#### Task instructions:
Turn the lines below into a two-column CSV with the header input,output. Give one row per line, with the line's text under input and its answer under output, and put each value in double quotes with its line breaks replaced by spaces.

#### Supplied records:
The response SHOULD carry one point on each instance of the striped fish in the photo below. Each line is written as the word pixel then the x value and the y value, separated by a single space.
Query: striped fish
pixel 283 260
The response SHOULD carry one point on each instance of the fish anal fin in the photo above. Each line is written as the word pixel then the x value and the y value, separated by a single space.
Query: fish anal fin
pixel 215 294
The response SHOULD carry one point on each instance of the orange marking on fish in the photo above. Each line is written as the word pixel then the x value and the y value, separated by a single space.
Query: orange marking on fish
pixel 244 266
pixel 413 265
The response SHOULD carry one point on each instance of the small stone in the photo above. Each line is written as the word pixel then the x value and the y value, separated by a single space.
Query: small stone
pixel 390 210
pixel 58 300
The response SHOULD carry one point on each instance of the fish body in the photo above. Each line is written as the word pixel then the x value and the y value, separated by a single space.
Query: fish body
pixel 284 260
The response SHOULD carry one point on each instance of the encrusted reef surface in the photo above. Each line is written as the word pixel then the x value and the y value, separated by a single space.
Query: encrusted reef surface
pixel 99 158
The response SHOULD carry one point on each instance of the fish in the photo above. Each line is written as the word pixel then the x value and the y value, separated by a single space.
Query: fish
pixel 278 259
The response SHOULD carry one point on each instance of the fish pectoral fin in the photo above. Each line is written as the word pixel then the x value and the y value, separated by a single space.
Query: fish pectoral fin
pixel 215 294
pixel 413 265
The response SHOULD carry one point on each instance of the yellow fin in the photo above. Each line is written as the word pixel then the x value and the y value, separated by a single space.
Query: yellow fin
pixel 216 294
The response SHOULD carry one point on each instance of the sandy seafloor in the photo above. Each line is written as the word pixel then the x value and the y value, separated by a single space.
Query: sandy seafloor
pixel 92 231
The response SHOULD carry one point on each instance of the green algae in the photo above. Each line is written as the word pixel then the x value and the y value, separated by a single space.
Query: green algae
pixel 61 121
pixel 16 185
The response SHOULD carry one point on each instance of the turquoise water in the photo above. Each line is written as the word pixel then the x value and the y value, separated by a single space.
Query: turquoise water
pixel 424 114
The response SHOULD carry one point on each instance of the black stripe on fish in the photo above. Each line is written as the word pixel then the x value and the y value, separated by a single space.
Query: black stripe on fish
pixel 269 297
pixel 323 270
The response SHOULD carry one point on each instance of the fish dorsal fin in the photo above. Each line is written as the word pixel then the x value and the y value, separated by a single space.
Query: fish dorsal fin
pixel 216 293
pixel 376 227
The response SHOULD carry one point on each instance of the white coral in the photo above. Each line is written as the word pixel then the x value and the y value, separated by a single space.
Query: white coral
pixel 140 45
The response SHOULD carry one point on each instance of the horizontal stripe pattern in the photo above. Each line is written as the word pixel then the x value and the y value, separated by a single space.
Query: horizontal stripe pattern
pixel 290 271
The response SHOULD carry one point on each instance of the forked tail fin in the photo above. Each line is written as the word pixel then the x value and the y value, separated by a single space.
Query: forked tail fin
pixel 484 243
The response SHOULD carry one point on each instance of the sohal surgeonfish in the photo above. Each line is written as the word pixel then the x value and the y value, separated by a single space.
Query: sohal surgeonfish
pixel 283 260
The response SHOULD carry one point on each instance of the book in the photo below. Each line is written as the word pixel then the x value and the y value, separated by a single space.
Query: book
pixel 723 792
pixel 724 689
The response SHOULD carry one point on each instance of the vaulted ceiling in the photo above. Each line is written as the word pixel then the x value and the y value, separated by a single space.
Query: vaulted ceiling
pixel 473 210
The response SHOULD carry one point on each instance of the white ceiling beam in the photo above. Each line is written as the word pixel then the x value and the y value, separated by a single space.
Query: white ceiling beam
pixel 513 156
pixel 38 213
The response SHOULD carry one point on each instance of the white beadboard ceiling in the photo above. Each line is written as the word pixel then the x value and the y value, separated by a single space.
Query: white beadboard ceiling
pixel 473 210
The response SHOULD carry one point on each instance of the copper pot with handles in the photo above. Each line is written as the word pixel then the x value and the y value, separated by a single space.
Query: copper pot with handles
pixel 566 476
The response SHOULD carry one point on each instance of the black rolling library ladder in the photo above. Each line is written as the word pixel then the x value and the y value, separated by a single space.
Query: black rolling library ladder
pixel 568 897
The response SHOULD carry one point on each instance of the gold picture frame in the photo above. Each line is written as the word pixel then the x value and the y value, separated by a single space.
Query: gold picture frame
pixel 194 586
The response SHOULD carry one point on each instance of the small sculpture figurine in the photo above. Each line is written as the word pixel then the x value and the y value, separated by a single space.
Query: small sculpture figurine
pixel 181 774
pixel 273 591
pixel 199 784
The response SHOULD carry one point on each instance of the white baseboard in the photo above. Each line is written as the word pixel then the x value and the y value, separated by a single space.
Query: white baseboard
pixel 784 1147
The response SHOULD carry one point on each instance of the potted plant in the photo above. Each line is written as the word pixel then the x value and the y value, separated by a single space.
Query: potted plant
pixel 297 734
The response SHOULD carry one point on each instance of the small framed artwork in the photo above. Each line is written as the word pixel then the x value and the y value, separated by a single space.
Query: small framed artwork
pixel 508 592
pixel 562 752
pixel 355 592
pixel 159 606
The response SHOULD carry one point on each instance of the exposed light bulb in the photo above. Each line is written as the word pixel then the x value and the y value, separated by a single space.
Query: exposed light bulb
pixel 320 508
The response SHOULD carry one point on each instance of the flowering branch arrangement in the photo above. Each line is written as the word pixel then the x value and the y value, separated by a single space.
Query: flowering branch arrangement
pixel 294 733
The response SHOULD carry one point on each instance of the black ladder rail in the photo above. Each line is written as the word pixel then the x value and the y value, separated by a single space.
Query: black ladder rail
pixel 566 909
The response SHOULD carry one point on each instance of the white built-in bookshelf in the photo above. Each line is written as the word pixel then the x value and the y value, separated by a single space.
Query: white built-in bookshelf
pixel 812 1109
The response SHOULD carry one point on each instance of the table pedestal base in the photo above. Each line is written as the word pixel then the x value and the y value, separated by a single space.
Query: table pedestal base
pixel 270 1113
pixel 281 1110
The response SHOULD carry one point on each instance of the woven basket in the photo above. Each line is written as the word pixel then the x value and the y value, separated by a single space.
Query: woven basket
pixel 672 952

#### Solution to the problem:
input,output
"The response SHOULD carry one point on each instance of the striped fish in the photo below. Each line is written as the word pixel then the x value and the y value, separated by a single space. Query: striped fish","pixel 283 260"
"The response SHOULD carry one point on each instance of the fish anal fin in the photo above. Each line is written as the word pixel then the x value and the y value, separated by a single space. Query: fish anal fin","pixel 215 294"
"The response SHOULD carry one point on each instance of the orange marking on fish in the photo above. Each line is written as the word pixel then the x value and the y value, separated by a single space. Query: orange marking on fish","pixel 244 266 pixel 413 265"
"The response SHOULD carry one point on each instance of the small stone in the photo above. Each line is written as the word pixel then the x value and the y value, separated by a single space. Query: small stone","pixel 390 210 pixel 58 300"
"The response SHOULD carry one point on each instance of the fish body in the photo above. Each line is written as the word pixel then the x value and the y value, separated by a single space. Query: fish body","pixel 284 260"
"The response SHOULD carry one point on each instance of the encrusted reef surface in the photo above. Each line is written as the word pixel then the x value and the y value, separated by a single space. Query: encrusted reef surface","pixel 99 158"
"The response SHOULD carry one point on each instance of the fish in the photo above. Each line is written as the word pixel then the x value and the y value, separated by a single space. Query: fish","pixel 278 259"
"The response SHOULD carry one point on each instance of the fish pectoral fin in the photo above. Each line is written as the word pixel then the x value and the y value, separated by a single space. Query: fish pectoral fin","pixel 215 294 pixel 413 265"
"The response SHOULD carry one point on each instance of the yellow fin in the photo above. Each line is written as the word pixel then the x value and the y value, separated by a single space. Query: yellow fin","pixel 216 294"
"The response SHOULD carry one point on each instance of the sandy seafloor in the photo above. Each line is written as the word pixel then the x value and the y value, separated by a single space. Query: sandy seafloor","pixel 92 231"
"The response SHOULD carry one point on each instance of the green algae in the photo above. Each line is written as the word pixel then the x value and the y value, separated by a single space. Query: green algae","pixel 61 121 pixel 16 185"
"The response SHOULD carry one point on each instance of the turquoise water in the photo above. Each line is written as the word pixel then the x value and the y value, separated by a single space. Query: turquoise water","pixel 424 114"
"The response SHOULD carry one point on each instance of the black stripe on fish in the photo above. Each line is written as the word pixel then the x value and the y value, separated by a single space. Query: black stripe on fish","pixel 269 297 pixel 323 270"
"The response SHOULD carry one point on each instance of the fish dorsal fin in the photo above. Each line is written as the word pixel then the x value and the y value, separated by a single space. Query: fish dorsal fin","pixel 216 293 pixel 376 227"
"The response SHOULD carry one point on each instance of the white coral in the photo above. Each line is written as the word pixel then the x value and the y value, separated by a single space. Query: white coral","pixel 140 45"
"The response SHOULD carry one point on each instance of the horizontal stripe pattern in the photo above. Each line is written as the word pixel then the x value and the y value, separated by a single space. Query: horizontal stripe pattern","pixel 290 271"
"The response SHOULD carry one point on each instance of the forked tail fin in the photo above. Each line is written as the word pixel then the x value and the y value, separated by a single space. Query: forked tail fin","pixel 484 243"
"The response SHOULD carry one point on each instance of the sohal surgeonfish in the photo above. Each line is written as the word pixel then the x value and the y value, separated by a single space. Query: sohal surgeonfish","pixel 283 260"
"The response SHOULD carry one point on each instance of the book in the photo below. Each line is written as the word pixel then the x value and the y value, separated by a single space. Query: book","pixel 723 792 pixel 724 689"
"The response SHOULD carry one point on each instance of the vaulted ceiling in the photo above. Each line is written as the word pixel then the x value and the y value, separated by a single space. Query: vaulted ceiling","pixel 473 210"
"The response SHOULD carry one point on each instance of the white ceiling beam in the photo above. Each line is written as the word pixel then the x value and the y value, separated by a single space. Query: white ceiling beam","pixel 513 156 pixel 38 213"
"The response SHOULD carry one point on each instance of the white beadboard ceiling in the photo above. Each line is written as the word pixel then the x value and the y value, separated by a single space. Query: white beadboard ceiling","pixel 473 210"
"The response SHOULD carry one point on each instance of the copper pot with handles in the photo above. Each line is written as the word pixel then the x value and the y value, separated by a single space. Query: copper pot with handles","pixel 566 476"
"The response SHOULD carry one point on each instance of the black rolling library ladder in the photo above. Each line is written as the word pixel then the x value and the y value, separated by a single space. Query: black rolling library ladder","pixel 568 897"
"The response SHOULD carry one point on each instance of the gold picture frame in the photo above. Each line is written as the word pixel then the x value and the y value, separated by a single space. Query: gold picture frame","pixel 194 586"
"The response SHOULD carry one point on each instance of the small sculpture figurine in the photo above. Each line is written as the word pixel then the x value and the y value, separated by a single space. Query: small sculpture figurine","pixel 181 774 pixel 273 591 pixel 199 784"
"The response SHOULD carry one point on each instance of the white baseboard in the photo above. Each line is written as the word pixel then the x value and the y value, separated by a single space. Query: white baseboard","pixel 784 1147"
"The response SHOULD carry one point on each instance of the potted plant in the photo above. Each line is written as the word pixel then the x value and the y value, separated by a single space. Query: potted plant","pixel 297 734"
"The response SHOULD carry one point on each instance of the small framed artwork in the photo above. Each line is written as the word pixel then the x value and the y value, separated by a single space. Query: small framed artwork","pixel 508 592 pixel 562 752 pixel 355 592 pixel 159 606"
"The response SHOULD carry one point on each instance of the exposed light bulb in the photo above. Each line is written as the word pixel then the x value and the y value, separated by a single space. Query: exposed light bulb","pixel 320 508"
"The response SHOULD carry one point on each instance of the flowering branch arrangement in the photo above. Each line is written as the word pixel then the x value and the y value, separated by a single space. Query: flowering branch arrangement","pixel 294 733"
"The response SHOULD carry one point on each instance of the black ladder rail in the photo above. Each line is written as the word pixel then the x value and the y value, separated by a single space. Query: black ladder rail","pixel 566 909"
"The response SHOULD carry one point on each instance of the white built-in bookshelf in the photo above. Each line is written as the word pixel then the x value and the y value, separated by a single space. Query: white built-in bookshelf","pixel 812 1109"
"The response SHOULD carry one point on each instance of the table pedestal base in the photo above. Each line is written as the word pixel then the x value and the y value, separated by a single space. Query: table pedestal base","pixel 270 1113 pixel 281 1110"
"The response SHOULD carry one point on each instance of the woven basket in the photo above. Each line is written as the word pixel then the x value and the y value, separated by a single space. Query: woven basket","pixel 672 952"